_EXERCISE AIM_
Take the line with "TARGET = man in navy suit" and every line after it, through the end of the listing, and give them again exactly, pictures excluded.

_EXTRACTED INFORMATION_

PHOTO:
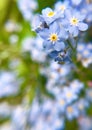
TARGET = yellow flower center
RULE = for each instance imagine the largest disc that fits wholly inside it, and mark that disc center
(51, 14)
(74, 21)
(62, 7)
(53, 37)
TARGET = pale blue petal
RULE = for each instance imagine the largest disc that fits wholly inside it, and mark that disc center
(82, 26)
(59, 46)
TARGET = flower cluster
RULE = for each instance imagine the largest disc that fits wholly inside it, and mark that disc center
(61, 27)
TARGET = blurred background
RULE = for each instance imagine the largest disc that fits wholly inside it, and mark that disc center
(25, 72)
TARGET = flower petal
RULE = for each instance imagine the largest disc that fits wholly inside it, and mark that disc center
(59, 46)
(82, 26)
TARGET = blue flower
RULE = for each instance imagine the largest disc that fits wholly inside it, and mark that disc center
(62, 6)
(49, 15)
(75, 22)
(60, 56)
(53, 37)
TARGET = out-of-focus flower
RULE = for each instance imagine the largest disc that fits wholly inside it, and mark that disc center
(8, 84)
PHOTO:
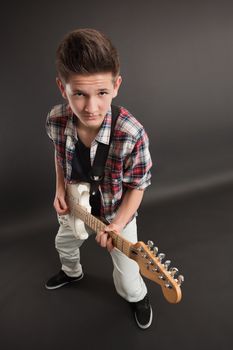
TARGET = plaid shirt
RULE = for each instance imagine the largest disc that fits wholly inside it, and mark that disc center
(128, 163)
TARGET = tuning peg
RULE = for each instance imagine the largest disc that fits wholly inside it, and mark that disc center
(167, 264)
(180, 279)
(155, 250)
(150, 244)
(161, 256)
(173, 271)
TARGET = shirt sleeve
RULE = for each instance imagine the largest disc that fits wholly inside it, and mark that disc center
(137, 164)
(48, 126)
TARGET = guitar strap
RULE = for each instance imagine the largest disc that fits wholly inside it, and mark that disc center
(97, 171)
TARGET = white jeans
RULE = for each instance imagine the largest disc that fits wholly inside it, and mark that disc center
(127, 279)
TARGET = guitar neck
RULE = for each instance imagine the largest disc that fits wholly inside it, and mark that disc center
(97, 225)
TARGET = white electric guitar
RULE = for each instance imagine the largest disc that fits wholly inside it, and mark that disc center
(149, 260)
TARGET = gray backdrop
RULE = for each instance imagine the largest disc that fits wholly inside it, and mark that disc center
(176, 62)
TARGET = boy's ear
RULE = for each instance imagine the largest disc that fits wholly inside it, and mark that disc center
(117, 85)
(61, 87)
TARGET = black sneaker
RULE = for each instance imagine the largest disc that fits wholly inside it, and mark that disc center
(61, 279)
(143, 313)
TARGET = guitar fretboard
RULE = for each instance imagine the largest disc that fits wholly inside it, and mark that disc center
(97, 225)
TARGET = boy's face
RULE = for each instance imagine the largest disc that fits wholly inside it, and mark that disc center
(90, 96)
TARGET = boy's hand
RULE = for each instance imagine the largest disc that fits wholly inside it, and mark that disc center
(60, 204)
(104, 240)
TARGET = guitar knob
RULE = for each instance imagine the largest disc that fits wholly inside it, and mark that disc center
(167, 264)
(180, 279)
(150, 244)
(173, 271)
(161, 256)
(155, 250)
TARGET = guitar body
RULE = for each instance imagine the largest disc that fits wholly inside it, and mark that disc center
(79, 194)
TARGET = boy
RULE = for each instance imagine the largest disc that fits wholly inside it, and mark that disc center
(89, 78)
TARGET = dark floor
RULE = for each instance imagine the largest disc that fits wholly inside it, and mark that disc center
(195, 233)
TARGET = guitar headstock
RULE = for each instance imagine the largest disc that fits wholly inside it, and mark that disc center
(152, 267)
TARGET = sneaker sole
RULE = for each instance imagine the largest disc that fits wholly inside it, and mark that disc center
(64, 283)
(145, 326)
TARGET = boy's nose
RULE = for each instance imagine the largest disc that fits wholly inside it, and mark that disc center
(91, 106)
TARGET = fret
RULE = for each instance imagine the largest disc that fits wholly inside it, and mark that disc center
(97, 225)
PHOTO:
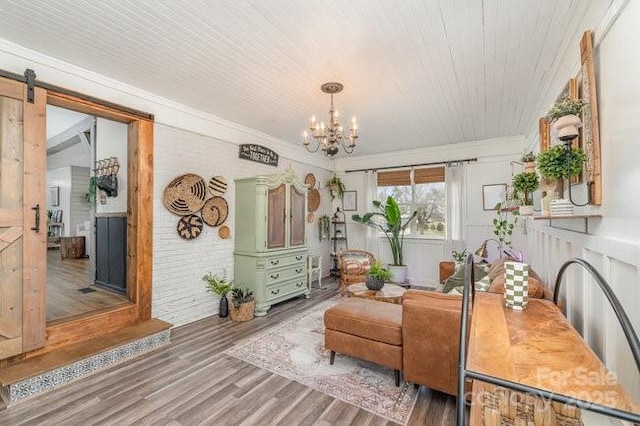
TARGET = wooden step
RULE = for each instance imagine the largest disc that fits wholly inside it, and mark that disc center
(45, 372)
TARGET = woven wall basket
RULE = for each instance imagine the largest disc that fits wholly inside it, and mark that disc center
(244, 312)
(215, 211)
(185, 194)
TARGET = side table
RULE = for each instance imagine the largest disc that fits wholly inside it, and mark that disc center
(390, 293)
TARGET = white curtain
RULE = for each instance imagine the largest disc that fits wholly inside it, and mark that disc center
(370, 194)
(454, 177)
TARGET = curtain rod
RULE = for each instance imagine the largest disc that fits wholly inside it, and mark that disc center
(436, 163)
(47, 86)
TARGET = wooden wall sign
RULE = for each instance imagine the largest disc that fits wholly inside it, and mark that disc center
(258, 154)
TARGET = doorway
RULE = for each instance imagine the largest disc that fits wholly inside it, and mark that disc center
(84, 151)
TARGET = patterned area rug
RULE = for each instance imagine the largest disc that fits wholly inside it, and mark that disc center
(295, 350)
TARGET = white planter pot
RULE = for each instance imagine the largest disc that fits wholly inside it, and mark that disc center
(567, 126)
(398, 273)
(525, 210)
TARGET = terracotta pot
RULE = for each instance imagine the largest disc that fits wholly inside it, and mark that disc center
(567, 126)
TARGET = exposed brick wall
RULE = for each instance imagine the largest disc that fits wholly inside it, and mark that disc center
(179, 294)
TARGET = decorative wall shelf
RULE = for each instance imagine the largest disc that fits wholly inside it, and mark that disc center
(584, 217)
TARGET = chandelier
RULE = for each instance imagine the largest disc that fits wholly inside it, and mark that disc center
(329, 137)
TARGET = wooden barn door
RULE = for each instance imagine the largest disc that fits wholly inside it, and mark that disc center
(22, 238)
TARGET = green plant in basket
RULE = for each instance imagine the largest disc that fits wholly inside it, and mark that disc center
(565, 106)
(525, 183)
(377, 271)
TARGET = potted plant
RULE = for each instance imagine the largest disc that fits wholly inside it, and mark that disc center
(524, 184)
(376, 276)
(219, 285)
(529, 161)
(388, 219)
(243, 304)
(336, 187)
(459, 257)
(554, 165)
(503, 226)
(565, 116)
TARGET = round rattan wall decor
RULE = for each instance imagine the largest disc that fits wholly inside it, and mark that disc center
(185, 194)
(224, 232)
(190, 226)
(215, 211)
(218, 186)
(314, 200)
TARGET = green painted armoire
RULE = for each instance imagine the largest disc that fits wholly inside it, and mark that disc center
(271, 249)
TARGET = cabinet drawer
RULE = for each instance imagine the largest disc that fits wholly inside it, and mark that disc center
(284, 289)
(286, 260)
(293, 271)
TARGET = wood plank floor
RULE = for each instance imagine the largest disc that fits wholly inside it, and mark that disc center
(64, 279)
(192, 382)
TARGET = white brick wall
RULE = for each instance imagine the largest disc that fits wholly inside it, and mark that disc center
(179, 294)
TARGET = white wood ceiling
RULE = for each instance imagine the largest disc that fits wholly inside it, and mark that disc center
(416, 73)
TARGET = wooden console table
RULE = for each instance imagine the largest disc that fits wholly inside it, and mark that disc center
(537, 350)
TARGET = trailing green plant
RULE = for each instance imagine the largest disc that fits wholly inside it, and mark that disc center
(525, 183)
(91, 194)
(336, 187)
(240, 296)
(529, 157)
(388, 219)
(218, 284)
(379, 272)
(459, 256)
(503, 226)
(552, 163)
(565, 106)
(324, 223)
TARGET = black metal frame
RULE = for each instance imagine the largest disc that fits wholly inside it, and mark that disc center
(464, 374)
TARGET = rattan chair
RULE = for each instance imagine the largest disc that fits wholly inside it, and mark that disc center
(354, 265)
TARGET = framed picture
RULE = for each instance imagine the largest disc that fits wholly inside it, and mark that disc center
(492, 195)
(55, 196)
(350, 201)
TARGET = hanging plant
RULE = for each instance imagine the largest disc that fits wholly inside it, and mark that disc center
(92, 192)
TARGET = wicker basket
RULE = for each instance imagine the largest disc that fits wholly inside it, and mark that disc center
(242, 313)
(505, 407)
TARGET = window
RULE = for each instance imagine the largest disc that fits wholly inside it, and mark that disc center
(421, 190)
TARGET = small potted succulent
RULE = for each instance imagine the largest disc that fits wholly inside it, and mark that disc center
(565, 116)
(524, 184)
(243, 304)
(220, 285)
(336, 187)
(529, 161)
(554, 164)
(376, 276)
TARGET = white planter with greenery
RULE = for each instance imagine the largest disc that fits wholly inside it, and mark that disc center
(388, 219)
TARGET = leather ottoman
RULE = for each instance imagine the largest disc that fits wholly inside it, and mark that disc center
(366, 329)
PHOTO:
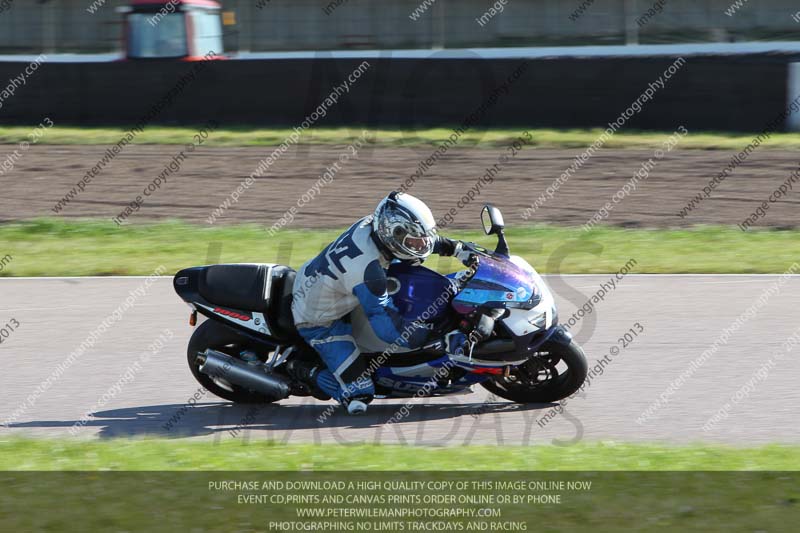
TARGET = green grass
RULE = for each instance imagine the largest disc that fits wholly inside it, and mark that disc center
(230, 455)
(50, 247)
(253, 136)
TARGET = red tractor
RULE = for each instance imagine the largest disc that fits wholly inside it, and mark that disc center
(177, 29)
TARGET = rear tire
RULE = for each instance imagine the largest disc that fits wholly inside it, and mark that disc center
(217, 336)
(530, 388)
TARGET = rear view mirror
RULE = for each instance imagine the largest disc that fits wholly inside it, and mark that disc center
(492, 220)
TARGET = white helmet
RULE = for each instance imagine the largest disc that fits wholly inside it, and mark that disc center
(405, 226)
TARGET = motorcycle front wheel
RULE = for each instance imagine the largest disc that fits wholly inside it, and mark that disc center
(557, 372)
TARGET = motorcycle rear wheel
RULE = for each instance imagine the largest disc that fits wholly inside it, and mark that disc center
(212, 334)
(540, 380)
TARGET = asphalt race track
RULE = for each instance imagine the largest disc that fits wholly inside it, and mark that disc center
(681, 317)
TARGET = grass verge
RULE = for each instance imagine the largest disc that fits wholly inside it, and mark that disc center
(230, 455)
(50, 247)
(254, 136)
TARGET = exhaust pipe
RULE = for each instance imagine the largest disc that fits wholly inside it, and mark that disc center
(219, 365)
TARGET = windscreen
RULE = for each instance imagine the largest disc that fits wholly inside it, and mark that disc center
(154, 38)
(497, 281)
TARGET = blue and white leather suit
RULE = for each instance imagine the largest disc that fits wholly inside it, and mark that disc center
(349, 272)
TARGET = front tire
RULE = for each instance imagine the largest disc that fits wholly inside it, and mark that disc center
(543, 379)
(217, 336)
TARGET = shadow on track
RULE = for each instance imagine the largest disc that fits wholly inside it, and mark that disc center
(279, 421)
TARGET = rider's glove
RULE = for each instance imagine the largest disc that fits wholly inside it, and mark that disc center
(451, 247)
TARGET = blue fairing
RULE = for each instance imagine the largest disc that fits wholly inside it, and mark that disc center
(419, 289)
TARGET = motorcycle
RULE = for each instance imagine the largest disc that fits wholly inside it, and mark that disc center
(515, 347)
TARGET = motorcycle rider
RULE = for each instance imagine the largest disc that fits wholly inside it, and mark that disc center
(351, 271)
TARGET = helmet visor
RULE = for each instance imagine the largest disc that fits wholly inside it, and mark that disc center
(421, 246)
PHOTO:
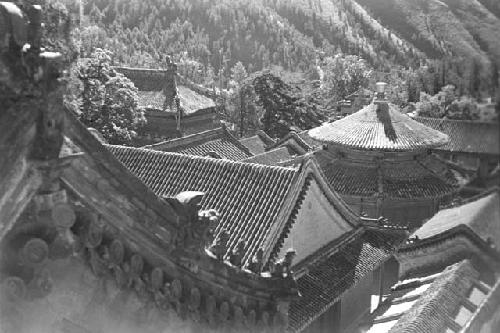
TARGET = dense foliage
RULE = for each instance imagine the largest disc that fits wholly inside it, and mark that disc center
(446, 104)
(108, 100)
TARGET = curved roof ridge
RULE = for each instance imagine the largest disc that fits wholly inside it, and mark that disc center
(470, 121)
(379, 126)
(197, 157)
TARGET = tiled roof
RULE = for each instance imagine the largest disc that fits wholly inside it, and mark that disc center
(434, 301)
(150, 83)
(258, 143)
(190, 101)
(464, 135)
(379, 127)
(235, 189)
(304, 135)
(328, 278)
(294, 142)
(410, 179)
(349, 178)
(218, 141)
(481, 215)
(271, 157)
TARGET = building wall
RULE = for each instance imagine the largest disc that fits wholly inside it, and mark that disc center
(483, 163)
(401, 212)
(317, 223)
(355, 303)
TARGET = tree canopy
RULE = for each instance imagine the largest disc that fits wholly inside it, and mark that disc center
(109, 101)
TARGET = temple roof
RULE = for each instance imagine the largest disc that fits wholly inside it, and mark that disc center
(271, 157)
(463, 135)
(407, 179)
(218, 142)
(480, 214)
(150, 83)
(336, 269)
(379, 127)
(443, 302)
(258, 143)
(190, 101)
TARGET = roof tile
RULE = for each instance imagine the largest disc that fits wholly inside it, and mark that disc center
(235, 189)
(327, 279)
(463, 135)
(379, 127)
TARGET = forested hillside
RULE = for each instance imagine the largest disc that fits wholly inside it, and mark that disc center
(459, 28)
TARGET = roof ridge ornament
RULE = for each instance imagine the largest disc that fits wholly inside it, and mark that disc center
(380, 96)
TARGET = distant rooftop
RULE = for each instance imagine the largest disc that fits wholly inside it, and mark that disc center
(379, 127)
(151, 82)
(467, 136)
(217, 142)
(480, 214)
(444, 302)
(234, 189)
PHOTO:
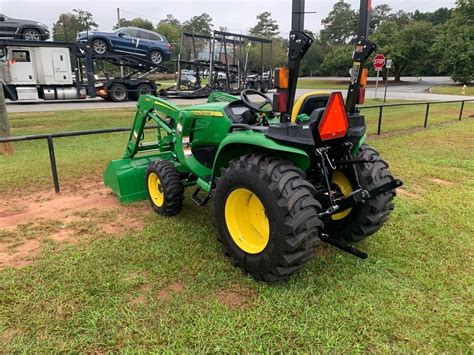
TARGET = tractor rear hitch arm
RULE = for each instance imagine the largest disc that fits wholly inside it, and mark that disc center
(359, 196)
(197, 200)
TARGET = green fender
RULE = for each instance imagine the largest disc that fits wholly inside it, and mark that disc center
(246, 142)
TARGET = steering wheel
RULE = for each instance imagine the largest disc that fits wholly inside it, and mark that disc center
(256, 106)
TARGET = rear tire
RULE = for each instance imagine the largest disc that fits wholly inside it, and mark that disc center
(99, 46)
(366, 219)
(164, 187)
(269, 196)
(118, 93)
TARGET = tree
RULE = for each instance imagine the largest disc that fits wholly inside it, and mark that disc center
(440, 16)
(380, 14)
(338, 61)
(201, 24)
(136, 22)
(312, 61)
(340, 26)
(170, 20)
(454, 45)
(409, 46)
(70, 24)
(266, 26)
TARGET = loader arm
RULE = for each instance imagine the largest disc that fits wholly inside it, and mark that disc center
(153, 109)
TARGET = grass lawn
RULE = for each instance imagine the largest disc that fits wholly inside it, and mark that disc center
(453, 90)
(169, 287)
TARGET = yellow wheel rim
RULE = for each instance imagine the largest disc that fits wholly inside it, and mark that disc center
(155, 190)
(345, 186)
(246, 221)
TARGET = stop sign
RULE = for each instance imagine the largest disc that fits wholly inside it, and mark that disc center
(379, 62)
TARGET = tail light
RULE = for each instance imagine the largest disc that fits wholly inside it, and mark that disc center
(334, 123)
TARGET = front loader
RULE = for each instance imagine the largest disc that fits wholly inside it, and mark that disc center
(284, 174)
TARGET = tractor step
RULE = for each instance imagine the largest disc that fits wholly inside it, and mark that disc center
(197, 200)
(344, 247)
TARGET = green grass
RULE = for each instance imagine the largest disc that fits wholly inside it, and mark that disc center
(169, 287)
(453, 90)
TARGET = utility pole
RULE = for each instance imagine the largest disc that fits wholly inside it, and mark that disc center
(118, 17)
(6, 148)
(118, 24)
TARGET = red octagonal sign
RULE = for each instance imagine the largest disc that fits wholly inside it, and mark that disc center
(379, 62)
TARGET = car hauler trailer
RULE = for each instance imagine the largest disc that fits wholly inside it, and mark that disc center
(41, 70)
(225, 62)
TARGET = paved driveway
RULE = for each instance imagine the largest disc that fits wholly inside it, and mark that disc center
(416, 90)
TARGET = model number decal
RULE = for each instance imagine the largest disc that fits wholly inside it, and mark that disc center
(208, 113)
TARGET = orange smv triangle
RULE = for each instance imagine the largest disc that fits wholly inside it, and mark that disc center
(334, 123)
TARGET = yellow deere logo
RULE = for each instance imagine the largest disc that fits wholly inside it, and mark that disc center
(208, 113)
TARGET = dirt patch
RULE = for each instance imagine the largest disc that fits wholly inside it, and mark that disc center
(236, 297)
(141, 298)
(167, 292)
(21, 255)
(403, 192)
(442, 182)
(80, 211)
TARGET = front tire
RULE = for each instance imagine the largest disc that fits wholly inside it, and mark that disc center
(118, 93)
(266, 216)
(362, 221)
(164, 187)
(156, 57)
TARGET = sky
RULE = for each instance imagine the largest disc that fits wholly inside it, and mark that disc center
(237, 15)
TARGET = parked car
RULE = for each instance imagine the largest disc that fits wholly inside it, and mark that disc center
(22, 29)
(131, 40)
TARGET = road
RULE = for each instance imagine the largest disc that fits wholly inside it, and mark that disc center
(416, 90)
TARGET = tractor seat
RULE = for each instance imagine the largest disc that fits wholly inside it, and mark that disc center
(308, 103)
(240, 114)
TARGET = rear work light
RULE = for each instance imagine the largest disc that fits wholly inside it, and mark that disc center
(334, 123)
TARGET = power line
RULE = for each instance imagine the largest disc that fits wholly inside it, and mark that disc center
(146, 16)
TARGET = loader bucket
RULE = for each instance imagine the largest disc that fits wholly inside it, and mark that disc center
(126, 177)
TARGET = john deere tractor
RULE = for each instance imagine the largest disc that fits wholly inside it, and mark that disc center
(284, 175)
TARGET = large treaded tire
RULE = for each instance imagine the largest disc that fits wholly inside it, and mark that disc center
(366, 219)
(172, 188)
(290, 208)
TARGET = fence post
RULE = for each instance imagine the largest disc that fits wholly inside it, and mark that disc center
(462, 109)
(54, 169)
(427, 114)
(379, 128)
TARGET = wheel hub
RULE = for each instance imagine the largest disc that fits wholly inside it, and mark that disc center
(246, 221)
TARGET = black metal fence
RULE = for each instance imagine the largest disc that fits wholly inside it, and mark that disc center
(50, 137)
(428, 104)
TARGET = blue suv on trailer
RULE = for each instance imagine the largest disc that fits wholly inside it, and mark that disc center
(130, 40)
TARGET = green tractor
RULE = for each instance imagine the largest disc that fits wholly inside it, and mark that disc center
(284, 175)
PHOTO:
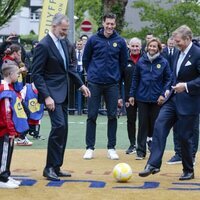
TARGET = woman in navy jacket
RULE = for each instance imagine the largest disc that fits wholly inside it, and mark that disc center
(150, 81)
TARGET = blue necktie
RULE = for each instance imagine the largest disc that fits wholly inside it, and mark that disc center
(60, 49)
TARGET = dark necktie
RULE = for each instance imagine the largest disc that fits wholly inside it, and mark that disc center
(60, 49)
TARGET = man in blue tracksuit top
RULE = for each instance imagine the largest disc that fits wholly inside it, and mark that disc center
(104, 58)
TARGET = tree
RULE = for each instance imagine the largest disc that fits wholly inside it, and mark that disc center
(97, 8)
(8, 9)
(162, 22)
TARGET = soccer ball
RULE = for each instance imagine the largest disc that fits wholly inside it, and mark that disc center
(122, 172)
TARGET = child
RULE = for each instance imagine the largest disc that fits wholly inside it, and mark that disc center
(34, 109)
(13, 121)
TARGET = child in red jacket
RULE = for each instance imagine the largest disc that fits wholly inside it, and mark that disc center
(13, 121)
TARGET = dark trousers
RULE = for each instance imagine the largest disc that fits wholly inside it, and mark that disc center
(58, 136)
(147, 114)
(6, 151)
(131, 112)
(110, 94)
(195, 140)
(167, 117)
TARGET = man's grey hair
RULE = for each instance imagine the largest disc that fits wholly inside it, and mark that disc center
(184, 31)
(58, 18)
(134, 40)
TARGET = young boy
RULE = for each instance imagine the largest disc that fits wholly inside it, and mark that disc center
(13, 121)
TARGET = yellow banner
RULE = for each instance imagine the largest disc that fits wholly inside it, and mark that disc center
(50, 8)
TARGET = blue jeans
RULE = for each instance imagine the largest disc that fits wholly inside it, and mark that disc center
(110, 94)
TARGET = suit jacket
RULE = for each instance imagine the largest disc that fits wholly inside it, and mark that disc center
(188, 103)
(48, 71)
(171, 58)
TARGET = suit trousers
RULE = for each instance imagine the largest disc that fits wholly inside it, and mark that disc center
(167, 117)
(131, 112)
(58, 136)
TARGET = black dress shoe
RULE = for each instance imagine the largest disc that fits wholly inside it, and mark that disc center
(187, 176)
(149, 169)
(50, 174)
(63, 174)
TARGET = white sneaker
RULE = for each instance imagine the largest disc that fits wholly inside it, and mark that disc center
(9, 185)
(112, 154)
(88, 154)
(23, 142)
(16, 182)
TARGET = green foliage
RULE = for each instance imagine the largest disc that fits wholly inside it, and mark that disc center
(96, 9)
(8, 9)
(164, 21)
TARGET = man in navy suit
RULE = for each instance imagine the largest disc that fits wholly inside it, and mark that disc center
(50, 70)
(182, 105)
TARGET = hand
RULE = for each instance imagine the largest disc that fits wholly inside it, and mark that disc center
(120, 103)
(160, 100)
(50, 104)
(85, 91)
(132, 101)
(180, 87)
(10, 37)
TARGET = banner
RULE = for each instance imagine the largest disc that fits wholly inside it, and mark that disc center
(50, 8)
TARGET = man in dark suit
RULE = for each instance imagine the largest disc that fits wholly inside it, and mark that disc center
(50, 70)
(182, 106)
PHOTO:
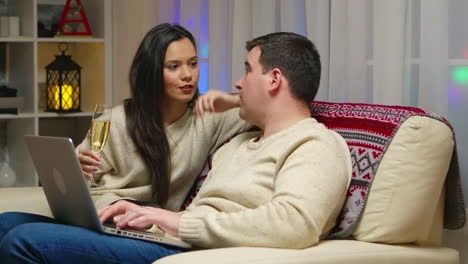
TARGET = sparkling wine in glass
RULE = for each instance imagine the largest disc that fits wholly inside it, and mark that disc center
(99, 132)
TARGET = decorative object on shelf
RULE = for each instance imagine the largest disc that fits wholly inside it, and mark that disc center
(14, 26)
(7, 174)
(48, 17)
(4, 27)
(63, 81)
(9, 102)
(73, 21)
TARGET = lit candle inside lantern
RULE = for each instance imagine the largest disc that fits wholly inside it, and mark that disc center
(67, 101)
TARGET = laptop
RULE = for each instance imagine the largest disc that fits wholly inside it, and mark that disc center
(67, 193)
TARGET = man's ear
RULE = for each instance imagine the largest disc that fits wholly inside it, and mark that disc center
(276, 79)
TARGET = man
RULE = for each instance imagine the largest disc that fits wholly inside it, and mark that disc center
(282, 187)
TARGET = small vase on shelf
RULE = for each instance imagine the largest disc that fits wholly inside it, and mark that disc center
(7, 175)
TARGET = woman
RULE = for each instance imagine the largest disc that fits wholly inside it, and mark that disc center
(157, 144)
(159, 139)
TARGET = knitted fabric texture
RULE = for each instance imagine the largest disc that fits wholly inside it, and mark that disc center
(368, 130)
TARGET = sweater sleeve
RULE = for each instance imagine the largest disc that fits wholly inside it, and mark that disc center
(309, 187)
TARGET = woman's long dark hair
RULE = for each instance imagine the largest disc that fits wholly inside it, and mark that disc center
(144, 109)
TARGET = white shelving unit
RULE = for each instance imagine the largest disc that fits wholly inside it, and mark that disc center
(26, 58)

_WRITTEN RESPONSE_
TARGET = man in navy suit
RULE = for each instance imagine the largest disc that fits wholly inside it, and mark that disc center
(50, 70)
(182, 105)
TARGET = hand
RULE = for each instance imagine the largest disc that fits wholly inside it, and mark that disc center
(120, 103)
(160, 100)
(50, 104)
(85, 91)
(132, 101)
(180, 87)
(10, 37)
TARGET = banner
RULE = for each instance imagine the largest disc that fits wholly inside it, and mark that disc center
(50, 8)
TARGET = man in dark suit
RULE = for each instance imagine the largest disc that fits wholly inside it, and mark that disc center
(50, 70)
(182, 106)
PHOTO:
TARGET = sparkling wine in glass
RULE = for each instance imagine the largest disc that fits wholly inside it, and mark that disc center
(99, 132)
TARGET = decorative object on shelf
RULE = for each instance imagine the largest disc that fits wholly inside it, and mark that disc center
(14, 26)
(7, 174)
(48, 17)
(4, 27)
(63, 81)
(9, 102)
(73, 21)
TARGET = lit candle inside lantern
RULE = for each instance imagine the largest disc that fits wholly inside it, and mark that disc center
(67, 101)
TARGET = laptop
RULE = for each instance imagine the largest disc that fits wholly inside it, and mark that disc center
(67, 193)
TARGET = man's ear
RULE = for each instance imagine the largest disc that fits wholly inside it, and mark that disc center
(276, 79)
TARGET = man
RULE = for each instance imagine the largest disc that fits wholly inside it, and mark that disc center
(282, 187)
TARGET = small vase on shelf
RULE = for each instance imagine the largest disc that fits wholly inside it, and mark that disc center
(7, 175)
TARGET = woman
RULE = for each instance imagine the largest disc that fits wholly inside it, and mark that disc center
(157, 144)
(159, 139)
TARGET = knitted fabric texture
RULE = for each instance imagine the largest disc that fits wholly inside it, and mark that disc center
(368, 130)
TARGET = sweater sleeve
RULE = for each instance imagine the largest disc that fits wholly inside it, and mark that disc center
(309, 187)
TARGET = woman's long dark hair
RULE = for each instance imagine the largest disc that fits wholly inside it, and mark that disc center
(144, 109)
TARGET = white shelving unit
RULE = for each instance imagine the largest disc that fits wholly inside it, and mark that disc center
(26, 58)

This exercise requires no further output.